Task details: Please retype every entry as written, and keep the pictures out.

───

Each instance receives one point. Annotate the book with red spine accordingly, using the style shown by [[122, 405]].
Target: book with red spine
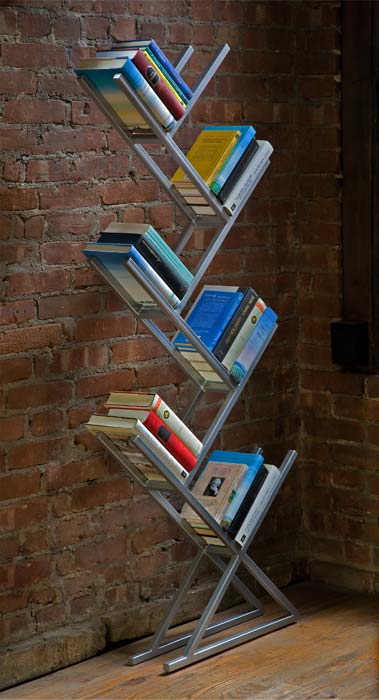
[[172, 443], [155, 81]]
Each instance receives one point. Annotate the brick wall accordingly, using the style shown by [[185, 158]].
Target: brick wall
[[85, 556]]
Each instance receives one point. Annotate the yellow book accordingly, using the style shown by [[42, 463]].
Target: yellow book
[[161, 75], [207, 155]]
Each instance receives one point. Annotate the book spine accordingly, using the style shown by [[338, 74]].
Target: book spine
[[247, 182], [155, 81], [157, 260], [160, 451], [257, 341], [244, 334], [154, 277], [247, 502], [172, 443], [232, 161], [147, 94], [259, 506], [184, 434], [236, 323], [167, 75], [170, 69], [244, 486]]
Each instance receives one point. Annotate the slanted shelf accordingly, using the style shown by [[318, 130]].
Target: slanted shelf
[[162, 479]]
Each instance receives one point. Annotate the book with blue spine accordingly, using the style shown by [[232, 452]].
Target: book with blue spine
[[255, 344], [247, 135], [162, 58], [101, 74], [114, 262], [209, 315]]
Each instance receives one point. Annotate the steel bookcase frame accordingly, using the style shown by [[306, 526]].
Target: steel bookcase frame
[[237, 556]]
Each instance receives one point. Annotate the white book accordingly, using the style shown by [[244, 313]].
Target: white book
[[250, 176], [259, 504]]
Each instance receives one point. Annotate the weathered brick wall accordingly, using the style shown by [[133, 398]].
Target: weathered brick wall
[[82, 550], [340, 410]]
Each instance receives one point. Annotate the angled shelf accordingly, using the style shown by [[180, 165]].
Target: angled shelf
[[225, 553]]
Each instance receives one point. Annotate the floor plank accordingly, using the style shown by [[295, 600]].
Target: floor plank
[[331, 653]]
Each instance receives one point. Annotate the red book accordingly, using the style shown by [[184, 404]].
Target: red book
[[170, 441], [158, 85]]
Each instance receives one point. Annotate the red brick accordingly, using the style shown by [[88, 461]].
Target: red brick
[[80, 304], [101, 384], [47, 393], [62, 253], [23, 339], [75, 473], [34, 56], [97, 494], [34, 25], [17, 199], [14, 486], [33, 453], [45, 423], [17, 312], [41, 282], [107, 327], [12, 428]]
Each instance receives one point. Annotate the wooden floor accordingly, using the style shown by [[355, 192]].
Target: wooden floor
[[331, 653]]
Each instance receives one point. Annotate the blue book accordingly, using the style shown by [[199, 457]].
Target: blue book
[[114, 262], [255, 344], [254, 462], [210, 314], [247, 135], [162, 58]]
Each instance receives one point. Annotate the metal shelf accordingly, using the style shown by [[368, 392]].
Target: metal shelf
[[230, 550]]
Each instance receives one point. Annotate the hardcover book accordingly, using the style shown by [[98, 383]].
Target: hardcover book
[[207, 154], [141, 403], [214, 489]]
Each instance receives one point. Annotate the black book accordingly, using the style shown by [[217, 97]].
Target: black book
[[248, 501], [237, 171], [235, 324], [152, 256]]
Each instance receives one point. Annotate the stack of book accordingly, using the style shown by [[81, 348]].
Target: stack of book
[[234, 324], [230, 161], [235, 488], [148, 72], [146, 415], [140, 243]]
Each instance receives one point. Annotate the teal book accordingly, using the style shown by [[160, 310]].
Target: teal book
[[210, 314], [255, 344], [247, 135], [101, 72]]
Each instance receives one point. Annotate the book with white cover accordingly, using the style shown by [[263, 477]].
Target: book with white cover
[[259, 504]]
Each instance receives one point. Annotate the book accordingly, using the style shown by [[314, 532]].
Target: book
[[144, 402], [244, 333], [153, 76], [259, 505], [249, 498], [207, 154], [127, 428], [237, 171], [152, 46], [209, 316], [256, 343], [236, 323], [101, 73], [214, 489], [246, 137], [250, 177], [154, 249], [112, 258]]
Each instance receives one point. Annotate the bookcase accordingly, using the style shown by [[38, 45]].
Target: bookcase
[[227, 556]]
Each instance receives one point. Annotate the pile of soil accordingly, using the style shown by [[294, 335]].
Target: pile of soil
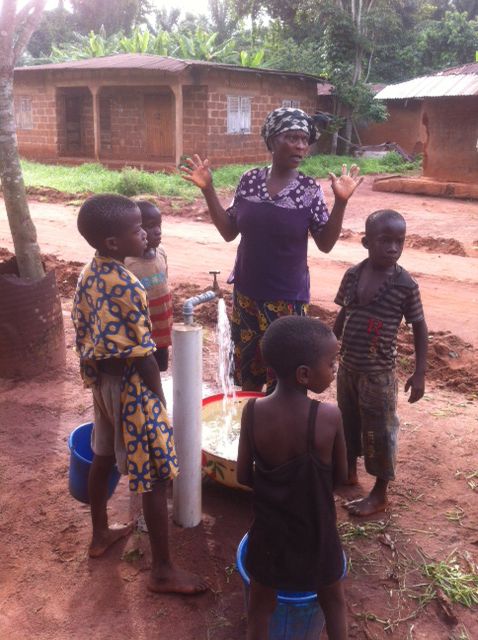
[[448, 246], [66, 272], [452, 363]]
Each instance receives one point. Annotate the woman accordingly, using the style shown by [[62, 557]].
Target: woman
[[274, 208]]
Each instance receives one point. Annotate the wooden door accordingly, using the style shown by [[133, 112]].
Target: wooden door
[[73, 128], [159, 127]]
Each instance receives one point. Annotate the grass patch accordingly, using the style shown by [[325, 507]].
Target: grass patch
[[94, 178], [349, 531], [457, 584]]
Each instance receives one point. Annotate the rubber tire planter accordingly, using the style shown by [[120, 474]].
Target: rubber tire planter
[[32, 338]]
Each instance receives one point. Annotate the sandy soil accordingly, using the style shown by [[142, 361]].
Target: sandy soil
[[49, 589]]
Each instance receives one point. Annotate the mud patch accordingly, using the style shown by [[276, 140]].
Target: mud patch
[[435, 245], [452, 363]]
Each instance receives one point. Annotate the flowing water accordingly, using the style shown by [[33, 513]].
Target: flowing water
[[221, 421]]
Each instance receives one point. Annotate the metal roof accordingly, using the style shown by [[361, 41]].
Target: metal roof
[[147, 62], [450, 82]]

───

Final answer:
Each instance receives one point. Annotate the book with red spine accordingly, using the style shown by [[122, 405]].
Target: book with red spine
[[172, 443], [155, 81]]
Each instance receives one point. Annotate the brick wall accordingly, using the style shown by [[185, 158]].
Target: brick wall
[[85, 556]]
Each instance receives one point. Annotate the yellow book accordingly, using the style shown by [[42, 463]].
Target: yellow book
[[161, 75], [207, 155]]
Each instance receives one point. Annotate the book spine accordingly, using the style shown by [[338, 74]].
Target: book spine
[[247, 182], [155, 81], [157, 260], [160, 451], [257, 341], [244, 334], [154, 277], [247, 502], [172, 443], [232, 161], [147, 94], [259, 506], [184, 434], [236, 323], [167, 75], [170, 69], [244, 486]]
Each instance receives one point. Annotate the slanted shelf accordingly, using the style shown by [[318, 130]].
Target: slanted shelf
[[162, 479]]
Each instance receives one point. Annotate the book with blue spine accordingly, using the style shown by [[232, 452]].
Target: book with blue spine
[[255, 344], [247, 135], [162, 58], [101, 74], [114, 262], [209, 315]]
Each instance receives one point. Annotate the steel bookcase frame accordingly, using the style shown by [[306, 526]].
Target: steel bookcase frame
[[237, 556]]
Each instance receives one point. Annotate the white book accordingly, using the style shown by [[244, 313]].
Target: white book
[[250, 176], [259, 504]]
Each instance receives one point. Annotate the weathered brick wall accordingly, using the style shown by [[133, 398]].
Target: weathered brick wall
[[82, 550], [340, 410]]
Each instance receives one point. Annotate the angled shelf accordingly, using the style shown by [[180, 165]].
Target: angled shelf
[[225, 553]]
Each instance receives one point. Annotate the floor plank accordingly, using the style shown by [[295, 600]].
Target: floor plank
[[331, 653]]
Each instance receives one point. Annotate the red book accordingly, using the style shown by [[184, 404]].
Target: red book
[[170, 441], [158, 85]]
Each instance receives one point. Annotate the red brick accordingly, using the style shown by [[88, 461]].
Target: red brick
[[80, 304], [101, 384], [47, 393], [62, 253], [23, 339], [75, 473], [34, 56], [97, 494], [34, 25], [17, 199], [14, 486], [33, 453], [45, 423], [17, 312], [41, 282], [107, 327], [12, 428]]
Each instance receives one point. Annotate the wooden floor accordingly, using the style shown by [[355, 192]].
Target: wooden floor
[[331, 653]]
Each instance receives one point. Annotate the blue book accordingly, using the style shown by [[199, 457]].
Target: blue book
[[114, 262], [255, 344], [254, 462], [210, 314], [247, 135], [162, 58]]
Each instance receives one point. Annotate the metal shelf accordingly, using the style shown by [[368, 392]].
Target: metal shelf
[[230, 550]]
Each instance receives one point. Annotate the hardcover book accordingly, using the style shown by [[98, 383]].
Target: hardcover book
[[207, 154], [141, 403], [214, 489]]
Each instance receives one point. Annotate the black book accordingly, using the style shown by [[217, 97]].
Target: black book
[[248, 501], [237, 171], [235, 324], [152, 256]]
Each instance receives one point. Annotate the stack of book accordingly, using the style shown by [[81, 348]].
Target: stack of book
[[234, 324], [230, 161], [235, 488], [148, 72], [146, 415], [140, 243]]
Each instance receives one point. Annotate the teal book accordingly, using the style shown by [[160, 310]].
Target: teal book
[[210, 314], [255, 344], [247, 135], [101, 72]]
Each instance receives one point. Annotate the book with white cover accordingly, using the style shown by [[263, 477]].
Target: book with white cover
[[259, 504]]
Each instance receives one point. Annotate the book accordingly, using the style shown by [[314, 532]].
Target: book
[[144, 402], [244, 333], [153, 76], [259, 505], [249, 498], [207, 154], [127, 428], [237, 171], [152, 46], [209, 316], [256, 343], [236, 323], [101, 73], [214, 489], [246, 137], [250, 177], [154, 249], [112, 258]]
Each instance receives one point. Annotate the bookcase accordingly, using the style shown by [[38, 45]].
Target: bookcase
[[227, 556]]
Each instance receives one point. Annotate the pile of soil accordingly, using the style shown by [[294, 335]].
Target: pile of soil
[[448, 246], [66, 272], [452, 363]]
Each instance receives one point. Annotate the woman accordingly, using the style shown by [[62, 557]].
Target: woman
[[274, 208]]
Each instance receives one point. Annotate the wooden door accordingly, using the style shown by [[133, 112]].
Target: wooden door
[[73, 128], [159, 127]]
Each instance receives one point. Annotate the grass patch accordingly, using the style shown by [[325, 507]].
Target: grass patch
[[94, 178], [349, 531], [457, 584]]
Each instance receives one point. Annotate the rubber tire planter accordingly, using the style shown by [[120, 474]].
Target: rubber tire planter
[[32, 338]]
Each instance receives one point. Annotate the sandy soil accordingly, using the style shown by [[142, 361]].
Target: sandy soil
[[49, 589]]
Each instance receives one point. Annotate the mud patch accordingly, using the style shown by [[276, 140]].
Target: mud patch
[[435, 245], [452, 363]]
Each instance receives one point. Annotate the flowing water accordingly, using the style shown by [[33, 513]].
Target: flowing water
[[221, 421]]
Each instance receives one point. Annotate the metal roof accordingly, using the style shown by [[361, 41]].
Target: metal roof
[[147, 62], [450, 82]]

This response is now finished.